**** DATASET

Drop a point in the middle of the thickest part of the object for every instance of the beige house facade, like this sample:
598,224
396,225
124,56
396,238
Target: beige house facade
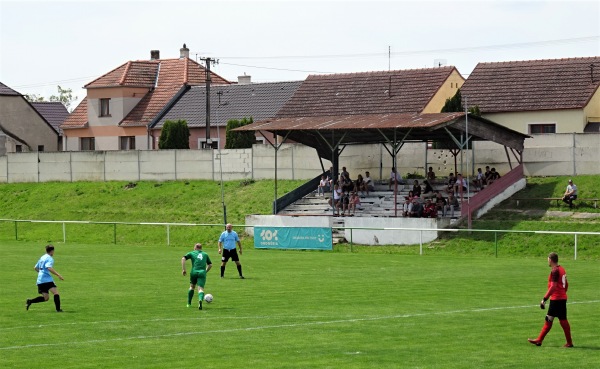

********

All of the data above should be printed again exactly, though none of the pictures belong in the copy.

Drop a point in the middle of the thickest part of the object for every instance of the beige house facade, like this sample:
598,224
396,225
124,56
396,238
Target: beige house facade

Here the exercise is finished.